+++ Data for this task

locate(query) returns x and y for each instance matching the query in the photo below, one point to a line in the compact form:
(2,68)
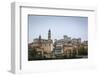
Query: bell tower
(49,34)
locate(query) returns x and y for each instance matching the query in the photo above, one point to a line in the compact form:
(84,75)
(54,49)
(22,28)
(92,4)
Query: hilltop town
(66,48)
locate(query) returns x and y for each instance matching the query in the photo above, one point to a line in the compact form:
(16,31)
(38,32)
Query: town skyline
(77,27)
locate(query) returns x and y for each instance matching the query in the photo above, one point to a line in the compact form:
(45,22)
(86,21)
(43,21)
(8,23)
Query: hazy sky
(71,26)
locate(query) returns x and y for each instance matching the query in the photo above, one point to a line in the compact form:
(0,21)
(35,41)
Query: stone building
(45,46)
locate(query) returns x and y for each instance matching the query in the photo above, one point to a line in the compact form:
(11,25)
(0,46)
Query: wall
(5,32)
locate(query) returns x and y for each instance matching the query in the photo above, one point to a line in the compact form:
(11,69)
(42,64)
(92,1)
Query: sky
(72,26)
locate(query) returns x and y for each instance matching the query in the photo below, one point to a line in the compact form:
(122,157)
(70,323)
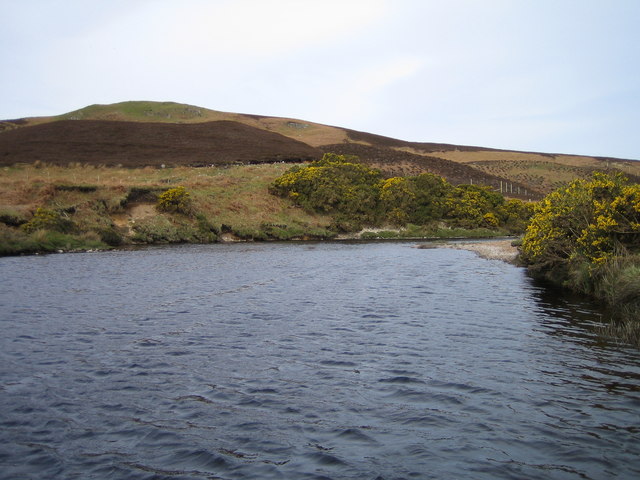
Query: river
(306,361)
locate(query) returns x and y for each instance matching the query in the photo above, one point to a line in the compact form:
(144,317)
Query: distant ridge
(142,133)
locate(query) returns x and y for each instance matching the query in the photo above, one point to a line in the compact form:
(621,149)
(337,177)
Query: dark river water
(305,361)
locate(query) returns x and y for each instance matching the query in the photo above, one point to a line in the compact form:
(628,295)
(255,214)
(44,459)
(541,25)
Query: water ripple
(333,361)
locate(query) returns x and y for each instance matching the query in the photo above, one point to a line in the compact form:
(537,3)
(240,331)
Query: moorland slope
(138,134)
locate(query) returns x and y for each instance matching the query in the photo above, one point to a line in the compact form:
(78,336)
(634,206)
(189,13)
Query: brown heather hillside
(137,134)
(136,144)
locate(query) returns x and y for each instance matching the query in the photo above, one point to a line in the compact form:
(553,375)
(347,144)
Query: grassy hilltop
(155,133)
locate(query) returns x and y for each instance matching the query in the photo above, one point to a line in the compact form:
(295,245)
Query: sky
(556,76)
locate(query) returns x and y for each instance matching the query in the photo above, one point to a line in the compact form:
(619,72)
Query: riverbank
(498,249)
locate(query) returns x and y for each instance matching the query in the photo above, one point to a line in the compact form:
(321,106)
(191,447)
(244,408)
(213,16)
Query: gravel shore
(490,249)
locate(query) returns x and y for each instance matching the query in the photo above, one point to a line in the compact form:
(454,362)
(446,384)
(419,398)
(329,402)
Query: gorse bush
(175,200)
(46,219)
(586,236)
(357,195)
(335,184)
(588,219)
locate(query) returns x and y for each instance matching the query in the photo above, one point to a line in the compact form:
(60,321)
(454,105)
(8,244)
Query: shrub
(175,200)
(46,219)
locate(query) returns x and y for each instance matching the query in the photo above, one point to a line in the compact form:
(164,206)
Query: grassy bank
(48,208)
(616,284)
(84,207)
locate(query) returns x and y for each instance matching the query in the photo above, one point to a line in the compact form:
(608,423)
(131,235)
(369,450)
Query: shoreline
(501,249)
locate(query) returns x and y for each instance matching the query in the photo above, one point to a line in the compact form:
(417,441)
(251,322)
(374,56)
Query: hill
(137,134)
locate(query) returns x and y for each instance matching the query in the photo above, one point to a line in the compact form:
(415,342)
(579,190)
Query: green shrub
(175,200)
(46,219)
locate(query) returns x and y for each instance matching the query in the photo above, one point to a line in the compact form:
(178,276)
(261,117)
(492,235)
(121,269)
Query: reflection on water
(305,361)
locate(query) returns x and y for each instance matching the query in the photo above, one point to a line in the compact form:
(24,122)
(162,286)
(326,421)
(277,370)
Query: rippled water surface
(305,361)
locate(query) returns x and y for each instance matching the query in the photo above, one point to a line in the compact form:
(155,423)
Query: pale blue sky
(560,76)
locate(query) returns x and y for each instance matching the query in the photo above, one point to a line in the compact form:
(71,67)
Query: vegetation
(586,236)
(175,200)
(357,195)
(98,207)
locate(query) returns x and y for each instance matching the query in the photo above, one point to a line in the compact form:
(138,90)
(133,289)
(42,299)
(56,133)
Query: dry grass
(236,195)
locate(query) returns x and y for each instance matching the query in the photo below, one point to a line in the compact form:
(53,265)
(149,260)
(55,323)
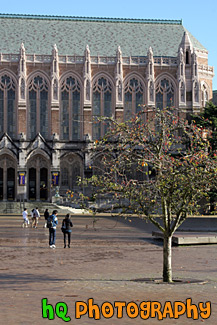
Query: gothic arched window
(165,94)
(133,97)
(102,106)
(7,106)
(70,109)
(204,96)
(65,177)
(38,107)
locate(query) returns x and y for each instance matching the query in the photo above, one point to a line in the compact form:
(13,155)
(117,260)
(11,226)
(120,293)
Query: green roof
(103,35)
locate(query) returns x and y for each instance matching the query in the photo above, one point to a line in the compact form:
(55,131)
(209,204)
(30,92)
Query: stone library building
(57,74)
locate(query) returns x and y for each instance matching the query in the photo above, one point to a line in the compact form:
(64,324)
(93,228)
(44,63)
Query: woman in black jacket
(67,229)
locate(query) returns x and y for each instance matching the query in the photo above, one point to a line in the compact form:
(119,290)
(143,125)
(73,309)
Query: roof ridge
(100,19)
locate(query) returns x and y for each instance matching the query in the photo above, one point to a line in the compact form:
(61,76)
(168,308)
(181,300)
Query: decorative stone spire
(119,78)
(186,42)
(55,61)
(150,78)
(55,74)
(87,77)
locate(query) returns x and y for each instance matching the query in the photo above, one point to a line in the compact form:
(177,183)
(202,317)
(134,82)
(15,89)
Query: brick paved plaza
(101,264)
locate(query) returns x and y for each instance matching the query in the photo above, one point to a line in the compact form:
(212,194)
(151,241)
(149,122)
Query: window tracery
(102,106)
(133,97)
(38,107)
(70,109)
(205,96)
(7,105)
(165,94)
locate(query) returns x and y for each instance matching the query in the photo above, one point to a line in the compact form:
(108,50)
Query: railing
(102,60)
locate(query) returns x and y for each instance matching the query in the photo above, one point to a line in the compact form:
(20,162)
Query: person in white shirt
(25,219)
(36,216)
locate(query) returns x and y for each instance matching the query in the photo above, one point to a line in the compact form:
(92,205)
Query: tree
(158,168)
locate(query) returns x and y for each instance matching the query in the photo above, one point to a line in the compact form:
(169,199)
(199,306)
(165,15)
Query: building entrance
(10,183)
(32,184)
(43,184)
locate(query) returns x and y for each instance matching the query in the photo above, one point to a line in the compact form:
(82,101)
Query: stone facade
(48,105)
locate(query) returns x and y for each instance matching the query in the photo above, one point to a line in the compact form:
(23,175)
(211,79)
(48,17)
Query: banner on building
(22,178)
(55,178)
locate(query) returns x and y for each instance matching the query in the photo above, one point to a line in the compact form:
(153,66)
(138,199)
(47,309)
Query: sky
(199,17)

++++++

Task requirements
Extract the text of all the records above verbatim, excluding pictures.

Response
locate(query) returns x and y for each instance matching the query in the photo below, one point to a line in the compact form:
(2,68)
Query: bell tower
(49,34)
locate(query) returns x and y for each instance matching the query in the photo above, one point to a line in the compact form:
(84,75)
(54,49)
(22,28)
(92,4)
Query: hilltop town
(66,48)
locate(query) returns x and y for each instance matching the query in the photo above, one point to a line in the compact form:
(16,31)
(38,32)
Query: town skyline
(77,27)
locate(query) returns x and y for each instance matching the query in the photo above, one point to a line in the compact form:
(45,22)
(86,21)
(43,21)
(8,23)
Query: hazy sky
(71,26)
locate(query) returns x and y for each instance matching the query in the photo above, one point to a line in the compact form:
(0,21)
(35,41)
Query: stone building
(45,46)
locate(query) returns x and y for each instance matching the query in the photo above, one point to a line in the compact form:
(11,25)
(0,46)
Query: wall
(5,32)
locate(query) returns x and y for each instance matching the query in the photo above, one point to a line in the compact form:
(11,69)
(42,64)
(92,1)
Query: sky
(72,26)
locate(query) returns x and y for each instance matching the query in the photo below, one point to a line in the compact form:
(122,157)
(70,323)
Query: river
(306,361)
locate(query) returns x and y for each instance matching the query in the photo above, one point to a line in the compact form:
(144,317)
Query: distant ridge
(142,133)
locate(query) returns x and y for each instance matching the query in the photo above, one point to a line in the compact form:
(621,149)
(337,177)
Query: dark river water
(305,361)
locate(query) returns x and y for each instance matching the query in the photo above, one point to a line in the compact form:
(628,295)
(255,214)
(44,459)
(541,25)
Query: water ripple
(333,361)
locate(query) returns x and y for each instance matching the query in the photo above, one point to a line in the compact form:
(537,3)
(240,331)
Query: moorland slope
(138,134)
locate(query) returns x and y for each instance matching the query in the photo above, one point to a line in the compact form:
(78,336)
(634,206)
(189,13)
Query: brown heather hillside
(137,134)
(136,144)
locate(query) returns x and y for each instance matching the query in the photo above, one point to a line in the compact form:
(553,375)
(347,144)
Query: grassy hilltop
(155,133)
locate(query) returns x and y for each instance matching the query in the photo above, one point to a line in the compact form:
(295,245)
Query: sky
(556,76)
locate(query) returns x and y for each instance matching the query in the photo above, one point to a line in the compact form:
(619,72)
Query: riverbank
(498,249)
locate(query) returns x and y for each instance matching the query in the photo above, one point to a line in the compact form:
(321,106)
(191,447)
(244,408)
(213,16)
Query: gravel shore
(490,249)
locate(query) returns x and y for each instance matching the query in the photo above, one point to a line in the compact form:
(454,362)
(446,384)
(419,398)
(329,402)
Query: gorse bush
(175,200)
(46,219)
(586,236)
(357,195)
(335,184)
(588,219)
locate(query) returns x and y for each instance matching the query in the photo above, one point to a line in the compact form:
(60,321)
(454,105)
(8,244)
Query: shrub
(175,200)
(46,219)
locate(query) returns x and y for each instance matching the query in the photo above, one point to a line in the compact form:
(164,206)
Query: grassy bank
(48,208)
(616,284)
(84,207)
locate(query) returns x and y for each instance matching the query in the photo above, one point to a line in the compact form:
(608,423)
(131,235)
(369,450)
Query: shoreline
(501,249)
locate(query) returns x and y for each instance matching the query in the photo above, one point to a line in the compact form:
(417,441)
(251,322)
(374,56)
Query: hill
(137,134)
locate(query) returns x and y for each instance matching the query in the photo above, one point to a line in the compact form:
(415,342)
(579,190)
Query: green shrub
(175,200)
(46,219)
locate(query) returns x and y for each instance matching the query in the photo above, one point to a line in the compact form:
(178,276)
(261,117)
(492,235)
(121,269)
Query: reflection on water
(305,361)
locate(query) returns x and y for each instance matching the query in the photo above, one point to a line in the compact form:
(24,122)
(162,286)
(326,421)
(277,370)
Query: rippled water surface
(305,361)
locate(query) returns x and y for each instance matching the query in the photo above, one point to a line in the compact form:
(155,423)
Query: pale blue sky
(560,76)
locate(query) returns x and y for each instance matching the query in the photo above, one point to a line in the compact form:
(71,67)
Query: vegetation
(586,236)
(175,200)
(357,195)
(98,207)
locate(query) returns x and y for each instance matching the query in the photo above, one point to a line in the compact form:
(138,90)
(133,289)
(42,299)
(56,133)
Query: dry grass
(236,195)
locate(query) returns x and y for each instance matching the query in the photo below, one point to a line in the compact form:
(53,265)
(149,260)
(55,323)
Query: gothic arched window
(165,94)
(133,97)
(102,106)
(7,106)
(70,109)
(204,96)
(65,177)
(38,107)
locate(query) returns x and y for each instance matching the query in the photo above, one point to a line in the compact form:
(13,155)
(117,260)
(11,226)
(120,293)
Query: green roof
(103,35)
locate(query) returns x and y for each instance matching the query in the photo above, one point to a line in the compact form:
(55,131)
(209,204)
(30,92)
Query: stone library building
(57,74)
locate(query) returns x and y for each instance matching the query in the photo above, one point to a line in the compact form:
(64,324)
(93,228)
(44,63)
Query: woman in black jacket
(67,229)
locate(query) returns x and y for each instance matching the query in the photo above, one point to a line in the compact form:
(119,290)
(143,125)
(73,309)
Query: roof ridge
(100,19)
locate(query) returns x and y for each instance matching the query in the photo above, one point to a line in the compact form:
(61,76)
(168,308)
(181,300)
Query: decorative stone spire
(119,78)
(186,42)
(55,61)
(150,78)
(55,74)
(87,77)
locate(query) returns x and y for each instance matching the query in the photo above, one point to a line in the compact form:
(177,183)
(202,317)
(134,82)
(15,89)
Query: brick paved plaza
(101,264)
locate(query) returns x and y for each instance matching the query in the photo above, one point to a line in the compact form:
(212,194)
(151,241)
(149,122)
Query: window tracery
(102,106)
(133,97)
(38,107)
(70,109)
(205,96)
(7,105)
(165,94)
locate(query) returns x and y for each instance matching the query in the photo above, one point to a line in the compact form:
(108,50)
Query: railing
(102,60)
locate(query) returns x and y for each instance matching the query in the photo above, one point to a line in the compact form:
(20,162)
Query: person in white shirt
(25,219)
(36,216)
locate(query) returns x and y for each instance matching the query in the photo above, one point to a line in the compact form:
(92,205)
Query: tree
(158,168)
locate(query) returns x and y for each instance matching the query in the photo above, one point to a line in the compact form:
(169,199)
(199,306)
(165,15)
Query: building entrance
(10,183)
(32,184)
(43,184)
locate(query) returns x and y for each instance matching the query in the photo above, one point to a line in the compact form:
(82,101)
Query: stone facade
(48,105)
locate(query) returns x and y for each instance matching the query in the photo above, one point to a line in the compact form:
(23,175)
(211,79)
(48,17)
Query: banner on building
(22,178)
(55,178)
locate(query) returns x and y for each instance matching the query in the photo above, one point to a line in the compact form:
(153,66)
(138,199)
(47,309)
Query: sky
(199,17)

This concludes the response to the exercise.